TASK OBJECTIVE: Report how many lines in the records carry the string "below", and give no further text.
╭─ INFORMATION SHOWN
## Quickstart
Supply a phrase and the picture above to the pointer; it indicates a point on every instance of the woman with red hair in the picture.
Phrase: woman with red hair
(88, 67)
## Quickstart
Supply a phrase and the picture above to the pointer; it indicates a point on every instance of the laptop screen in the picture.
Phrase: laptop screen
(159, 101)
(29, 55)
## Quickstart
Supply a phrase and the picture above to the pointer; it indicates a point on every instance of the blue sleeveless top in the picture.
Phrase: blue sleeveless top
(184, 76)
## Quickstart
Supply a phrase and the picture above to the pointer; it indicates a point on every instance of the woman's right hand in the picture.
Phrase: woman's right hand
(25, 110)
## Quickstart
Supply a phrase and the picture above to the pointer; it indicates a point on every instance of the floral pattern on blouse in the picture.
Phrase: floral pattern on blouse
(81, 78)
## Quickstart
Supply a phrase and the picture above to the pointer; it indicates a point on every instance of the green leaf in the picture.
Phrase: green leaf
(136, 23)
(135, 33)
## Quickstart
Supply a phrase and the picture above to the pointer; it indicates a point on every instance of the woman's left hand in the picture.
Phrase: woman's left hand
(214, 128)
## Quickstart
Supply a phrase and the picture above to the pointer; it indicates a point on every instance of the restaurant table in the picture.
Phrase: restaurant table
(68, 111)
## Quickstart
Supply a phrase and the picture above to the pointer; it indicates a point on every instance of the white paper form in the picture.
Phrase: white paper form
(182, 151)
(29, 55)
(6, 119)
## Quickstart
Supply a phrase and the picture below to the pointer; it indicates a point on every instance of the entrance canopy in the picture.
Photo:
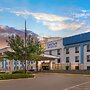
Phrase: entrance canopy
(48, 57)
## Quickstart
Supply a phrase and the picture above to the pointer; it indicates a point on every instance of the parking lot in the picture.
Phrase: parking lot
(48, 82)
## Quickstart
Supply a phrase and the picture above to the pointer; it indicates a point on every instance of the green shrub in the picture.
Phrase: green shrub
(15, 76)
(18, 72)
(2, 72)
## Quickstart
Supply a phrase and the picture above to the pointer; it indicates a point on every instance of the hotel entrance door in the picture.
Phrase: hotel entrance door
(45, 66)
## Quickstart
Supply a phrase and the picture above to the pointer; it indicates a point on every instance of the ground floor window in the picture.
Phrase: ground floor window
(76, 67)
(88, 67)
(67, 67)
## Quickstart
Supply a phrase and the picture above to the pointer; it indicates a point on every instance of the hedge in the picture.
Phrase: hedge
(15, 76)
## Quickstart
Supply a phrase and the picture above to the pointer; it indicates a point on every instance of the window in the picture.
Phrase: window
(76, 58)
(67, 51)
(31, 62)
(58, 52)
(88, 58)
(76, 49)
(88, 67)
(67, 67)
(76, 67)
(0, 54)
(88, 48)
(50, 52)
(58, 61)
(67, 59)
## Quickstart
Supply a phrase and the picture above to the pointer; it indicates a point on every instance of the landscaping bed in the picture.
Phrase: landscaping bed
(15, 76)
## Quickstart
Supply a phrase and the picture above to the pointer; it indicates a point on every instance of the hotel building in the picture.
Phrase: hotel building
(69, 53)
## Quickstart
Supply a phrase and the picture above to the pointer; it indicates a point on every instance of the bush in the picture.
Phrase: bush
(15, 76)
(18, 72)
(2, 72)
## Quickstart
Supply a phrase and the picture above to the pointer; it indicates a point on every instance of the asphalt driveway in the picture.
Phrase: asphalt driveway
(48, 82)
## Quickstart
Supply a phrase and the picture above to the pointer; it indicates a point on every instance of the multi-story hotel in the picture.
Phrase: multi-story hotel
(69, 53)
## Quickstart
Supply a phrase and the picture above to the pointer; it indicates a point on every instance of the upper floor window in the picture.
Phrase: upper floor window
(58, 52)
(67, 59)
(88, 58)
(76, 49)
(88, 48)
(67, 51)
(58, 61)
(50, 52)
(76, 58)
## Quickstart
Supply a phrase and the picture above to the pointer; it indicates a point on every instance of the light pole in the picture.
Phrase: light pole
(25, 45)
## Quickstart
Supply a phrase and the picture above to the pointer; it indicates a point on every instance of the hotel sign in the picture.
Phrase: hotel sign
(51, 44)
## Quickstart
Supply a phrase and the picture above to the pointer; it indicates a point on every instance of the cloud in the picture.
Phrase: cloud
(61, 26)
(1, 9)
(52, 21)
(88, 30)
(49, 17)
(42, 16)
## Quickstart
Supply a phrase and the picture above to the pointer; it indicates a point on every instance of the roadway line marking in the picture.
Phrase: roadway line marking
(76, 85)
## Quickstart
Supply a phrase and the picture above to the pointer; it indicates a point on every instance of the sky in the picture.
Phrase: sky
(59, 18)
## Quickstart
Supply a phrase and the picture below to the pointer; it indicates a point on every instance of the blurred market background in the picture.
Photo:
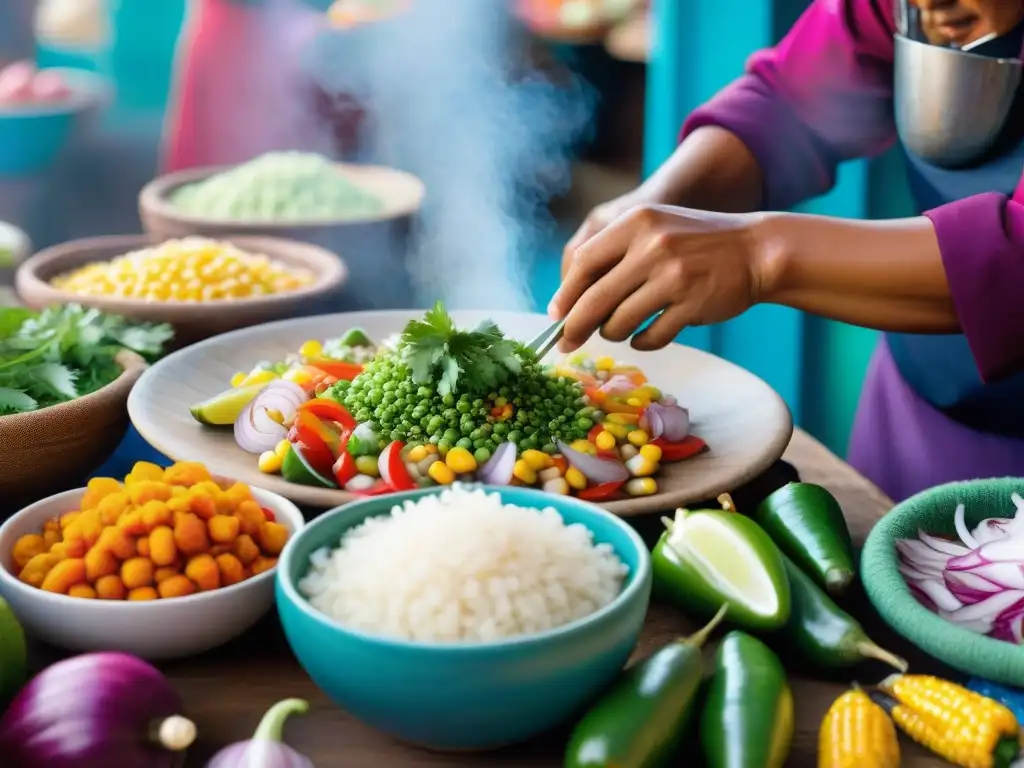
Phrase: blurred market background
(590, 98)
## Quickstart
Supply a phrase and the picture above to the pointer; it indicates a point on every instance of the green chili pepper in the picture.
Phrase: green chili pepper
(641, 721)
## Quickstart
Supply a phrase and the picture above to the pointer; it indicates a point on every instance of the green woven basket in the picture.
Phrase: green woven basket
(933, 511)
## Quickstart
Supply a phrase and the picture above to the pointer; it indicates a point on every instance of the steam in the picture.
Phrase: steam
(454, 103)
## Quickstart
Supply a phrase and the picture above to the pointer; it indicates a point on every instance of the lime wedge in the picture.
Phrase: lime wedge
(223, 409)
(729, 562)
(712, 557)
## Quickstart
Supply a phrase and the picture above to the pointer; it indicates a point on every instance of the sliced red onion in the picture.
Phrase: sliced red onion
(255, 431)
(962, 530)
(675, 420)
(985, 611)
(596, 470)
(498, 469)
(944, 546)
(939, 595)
╰─
╭─ INFORMATION SHOWN
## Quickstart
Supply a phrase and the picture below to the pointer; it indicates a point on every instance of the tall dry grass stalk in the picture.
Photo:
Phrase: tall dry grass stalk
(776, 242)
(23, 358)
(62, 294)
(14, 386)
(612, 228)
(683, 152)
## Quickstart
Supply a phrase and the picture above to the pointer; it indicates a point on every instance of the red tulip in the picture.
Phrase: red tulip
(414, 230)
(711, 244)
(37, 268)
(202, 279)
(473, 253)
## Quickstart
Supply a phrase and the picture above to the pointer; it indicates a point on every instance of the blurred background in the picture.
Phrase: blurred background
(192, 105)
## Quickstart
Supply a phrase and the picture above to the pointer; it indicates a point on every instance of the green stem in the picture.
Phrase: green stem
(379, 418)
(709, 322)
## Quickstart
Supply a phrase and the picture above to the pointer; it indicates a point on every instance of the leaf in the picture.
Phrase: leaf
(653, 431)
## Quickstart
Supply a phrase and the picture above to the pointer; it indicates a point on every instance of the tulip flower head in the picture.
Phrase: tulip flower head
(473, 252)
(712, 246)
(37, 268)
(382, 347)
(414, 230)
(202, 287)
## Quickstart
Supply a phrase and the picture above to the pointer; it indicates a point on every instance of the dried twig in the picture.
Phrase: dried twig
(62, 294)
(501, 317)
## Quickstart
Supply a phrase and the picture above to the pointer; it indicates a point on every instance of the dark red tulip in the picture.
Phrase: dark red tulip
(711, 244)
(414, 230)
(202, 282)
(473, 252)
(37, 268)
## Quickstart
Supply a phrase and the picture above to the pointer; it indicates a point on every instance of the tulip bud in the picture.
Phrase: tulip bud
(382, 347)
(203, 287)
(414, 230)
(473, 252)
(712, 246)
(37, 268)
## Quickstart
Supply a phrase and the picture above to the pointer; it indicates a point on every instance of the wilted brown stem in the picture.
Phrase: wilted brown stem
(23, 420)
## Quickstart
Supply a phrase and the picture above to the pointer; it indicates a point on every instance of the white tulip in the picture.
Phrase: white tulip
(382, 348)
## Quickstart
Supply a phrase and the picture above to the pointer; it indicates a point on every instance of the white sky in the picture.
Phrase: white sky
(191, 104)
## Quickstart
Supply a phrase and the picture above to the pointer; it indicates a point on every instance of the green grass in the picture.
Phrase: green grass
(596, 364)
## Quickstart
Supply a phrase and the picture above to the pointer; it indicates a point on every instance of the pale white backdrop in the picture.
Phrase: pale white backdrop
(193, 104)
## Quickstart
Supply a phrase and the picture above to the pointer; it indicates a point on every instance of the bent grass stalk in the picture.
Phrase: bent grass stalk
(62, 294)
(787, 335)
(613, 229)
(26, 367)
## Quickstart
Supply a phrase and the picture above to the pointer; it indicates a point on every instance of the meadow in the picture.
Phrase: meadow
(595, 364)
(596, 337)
╰─
RESPONSE TO THIS TASK: 3